Dataset records

▼

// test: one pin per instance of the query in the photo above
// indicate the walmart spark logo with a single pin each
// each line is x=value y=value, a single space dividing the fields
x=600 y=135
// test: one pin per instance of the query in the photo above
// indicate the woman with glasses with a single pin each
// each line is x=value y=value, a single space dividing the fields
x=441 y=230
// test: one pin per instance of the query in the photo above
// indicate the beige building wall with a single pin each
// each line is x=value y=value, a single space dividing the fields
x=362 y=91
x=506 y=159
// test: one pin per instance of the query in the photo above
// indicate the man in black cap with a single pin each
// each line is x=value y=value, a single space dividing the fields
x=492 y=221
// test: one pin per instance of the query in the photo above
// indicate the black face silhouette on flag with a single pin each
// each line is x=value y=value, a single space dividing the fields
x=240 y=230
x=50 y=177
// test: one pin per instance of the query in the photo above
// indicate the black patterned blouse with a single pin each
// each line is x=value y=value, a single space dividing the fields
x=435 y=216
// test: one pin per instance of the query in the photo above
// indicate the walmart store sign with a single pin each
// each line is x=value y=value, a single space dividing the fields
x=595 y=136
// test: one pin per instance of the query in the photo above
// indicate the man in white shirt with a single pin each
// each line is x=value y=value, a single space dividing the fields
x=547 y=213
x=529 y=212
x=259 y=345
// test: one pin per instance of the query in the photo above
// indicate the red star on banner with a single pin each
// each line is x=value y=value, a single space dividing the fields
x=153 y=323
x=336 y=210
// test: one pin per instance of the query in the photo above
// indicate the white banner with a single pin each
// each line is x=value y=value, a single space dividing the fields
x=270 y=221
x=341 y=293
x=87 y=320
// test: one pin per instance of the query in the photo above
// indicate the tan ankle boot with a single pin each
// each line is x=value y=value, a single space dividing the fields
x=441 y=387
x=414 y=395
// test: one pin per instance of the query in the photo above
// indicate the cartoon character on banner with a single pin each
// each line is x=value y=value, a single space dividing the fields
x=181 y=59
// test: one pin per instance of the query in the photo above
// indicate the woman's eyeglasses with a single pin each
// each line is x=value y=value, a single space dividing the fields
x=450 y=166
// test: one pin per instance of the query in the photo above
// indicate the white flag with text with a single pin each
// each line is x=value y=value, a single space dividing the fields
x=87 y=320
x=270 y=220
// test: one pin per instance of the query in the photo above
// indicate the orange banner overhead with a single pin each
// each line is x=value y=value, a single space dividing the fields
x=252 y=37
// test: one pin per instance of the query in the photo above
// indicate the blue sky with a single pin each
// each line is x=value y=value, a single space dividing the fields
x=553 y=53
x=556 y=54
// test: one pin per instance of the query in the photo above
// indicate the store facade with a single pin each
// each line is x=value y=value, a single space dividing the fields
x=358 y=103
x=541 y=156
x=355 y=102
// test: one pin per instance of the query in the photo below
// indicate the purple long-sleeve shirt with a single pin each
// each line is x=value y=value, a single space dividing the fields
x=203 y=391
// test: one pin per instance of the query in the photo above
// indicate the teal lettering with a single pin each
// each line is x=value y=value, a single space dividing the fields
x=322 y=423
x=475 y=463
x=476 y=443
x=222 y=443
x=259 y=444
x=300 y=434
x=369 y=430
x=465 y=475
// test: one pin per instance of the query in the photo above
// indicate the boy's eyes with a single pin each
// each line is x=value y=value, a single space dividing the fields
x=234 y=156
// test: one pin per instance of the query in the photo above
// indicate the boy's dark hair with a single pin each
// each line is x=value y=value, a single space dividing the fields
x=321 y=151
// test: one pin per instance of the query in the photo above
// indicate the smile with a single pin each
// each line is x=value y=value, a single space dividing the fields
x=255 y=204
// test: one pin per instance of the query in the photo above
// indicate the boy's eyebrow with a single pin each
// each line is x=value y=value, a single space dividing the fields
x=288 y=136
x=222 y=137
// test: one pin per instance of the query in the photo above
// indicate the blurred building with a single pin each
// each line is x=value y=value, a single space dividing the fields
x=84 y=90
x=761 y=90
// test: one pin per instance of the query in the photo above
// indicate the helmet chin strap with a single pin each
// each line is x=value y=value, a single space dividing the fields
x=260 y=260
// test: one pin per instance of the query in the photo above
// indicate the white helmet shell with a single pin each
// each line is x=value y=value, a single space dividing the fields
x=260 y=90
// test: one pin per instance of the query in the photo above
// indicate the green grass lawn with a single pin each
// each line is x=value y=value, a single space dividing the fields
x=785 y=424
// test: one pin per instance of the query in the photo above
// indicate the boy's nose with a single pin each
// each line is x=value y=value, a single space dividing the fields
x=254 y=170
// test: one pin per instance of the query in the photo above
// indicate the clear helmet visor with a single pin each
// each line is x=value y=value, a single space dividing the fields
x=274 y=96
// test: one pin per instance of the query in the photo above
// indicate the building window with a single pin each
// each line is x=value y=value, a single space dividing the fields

▲

Reproduce all of the entries above line for line, changing nothing.

// test: one pin per instance of the query in the photo above
// indicate the walmart spark logo with a single pin each
// each line is x=value y=value, a single space dividing the fields
x=600 y=135
// test: one pin per instance of the query in the photo above
// indicate the woman with glasses with a single pin each
// each line is x=value y=value, a single space dividing the fields
x=441 y=230
// test: one pin per instance of the query in the photo above
// indicate the beige building wall with a single pin each
// each line is x=value y=value, a single space dividing the fields
x=362 y=91
x=506 y=159
// test: one pin per instance of the query in the photo above
// indicate the man in black cap with a single pin each
// each line is x=value y=value, a single space dividing the fields
x=492 y=221
// test: one pin per instance of the query in the photo above
// indicate the black face silhouette on flag with a single pin each
// each line is x=value y=value, a single space dividing the fields
x=240 y=230
x=50 y=177
// test: one pin per instance of the query in the photo above
// indicate the black patterned blouse with a single pin each
// each line is x=value y=value, a single space dividing the fields
x=435 y=216
// test: one pin per instance of the query in the photo above
// indicate the walmart store sign with a single pin each
// each line is x=value y=value, a single space dividing the fields
x=595 y=136
// test: one pin per instance of the query in the photo above
// indicate the man in white shirt with a single pin each
// each line is x=value y=value, a single space dividing the fields
x=547 y=213
x=529 y=212
x=259 y=345
// test: one pin per instance of the query in the photo above
// indicate the red star on banner with a single pin each
// each line is x=value y=value, a single space dividing the fields
x=153 y=323
x=336 y=210
// test: one pin per instance of the query in the photo above
// indicate the white banner with a single pin each
// each line is x=value y=value, a single space dividing the fields
x=270 y=221
x=341 y=293
x=87 y=320
// test: one pin per instance of the query in the photo above
// indicate the tan ankle boot with a single pin each
// each line is x=value y=value, a single space dividing the fields
x=441 y=387
x=414 y=395
// test: one pin per instance of the query in the photo above
// indicate the cartoon character on banner with a single pin each
// each line is x=value y=value, a single space dividing the fields
x=181 y=59
// test: one pin per instance of the query in the photo above
// indicate the woman's eyeglasses with a single pin each
// each line is x=value y=value, a single space dividing the fields
x=450 y=166
// test: one pin per instance of the query in the photo above
// indicate the white flag with text with a single pin each
// each line is x=value y=value, a single space dividing the fields
x=87 y=320
x=270 y=220
// test: one pin per instance of the query in the photo above
// indicate the orange banner overhead with a single pin each
// each line is x=value y=value, a single space dividing the fields
x=252 y=37
// test: one pin per instance of the query in the photo above
// indicate the blue sky with a single pin each
// each line is x=value y=value, a single space dividing the fields
x=553 y=53
x=556 y=54
// test: one pin per instance of the query in the photo above
// indicate the store facade with a single pin each
// each line is x=value y=value, a single space dividing the fields
x=358 y=103
x=541 y=156
x=355 y=102
// test: one pin per instance of the query in the photo below
// indicate the purple long-sleeve shirt with a single pin each
// each line is x=value y=value, a single space dividing the fields
x=203 y=391
// test: one pin per instance of the query in the photo above
// indicate the teal lettering with a single pin each
// each line is x=value y=value, a single space dividing the fields
x=322 y=423
x=475 y=463
x=476 y=443
x=222 y=443
x=259 y=444
x=300 y=434
x=369 y=430
x=465 y=475
// test: one pin per instance of the query in the photo above
// indicate the boy's eyes with a single pin each
// each line is x=value y=value, a single space dividing the fields
x=234 y=156
// test: one pin per instance of the query in the photo above
// indicate the boy's dark hair with a single pin each
// each line is x=value y=value, a single space dividing the fields
x=321 y=151
// test: one pin per instance of the query in the photo above
// indicate the smile with a single pin each
// each line is x=value y=value, a single space dividing the fields
x=255 y=204
// test: one pin per instance of the query in the photo above
// indicate the boy's eyebrow with a single pin each
// each line is x=value y=value, a single space dividing the fields
x=288 y=136
x=222 y=137
// test: one pin per instance of the query in the photo above
// indicate the blurred building with a single pin each
// each line is x=value y=value, a single space dividing the fields
x=84 y=90
x=761 y=90
// test: one pin per instance of the query in the photo above
// indicate the helmet chin strap with a single pin each
// each line is x=value y=value, a single space dividing the fields
x=260 y=260
// test: one pin per instance of the query in the photo above
// indicate the white helmet shell with a single pin each
// each line is x=value y=value, a single space dividing the fields
x=260 y=90
// test: one pin per instance of the query in the photo above
// indicate the green grass lawn with a single pin each
// each line is x=value y=value, a single space dividing the fields
x=785 y=424
// test: one pin per instance of the query in the photo above
// indicate the boy's nose with a single pin each
// each line is x=value y=value, a single space dividing the fields
x=254 y=170
// test: one pin per instance of the query in the photo above
// indicate the clear helmet visor with a single pin each
// each line is x=value y=value, a single space dividing the fields
x=274 y=96
// test: one pin per instance of the query in the photo above
// indicate the building window with a single pin each
// each line is x=value y=value, a single space dividing the fields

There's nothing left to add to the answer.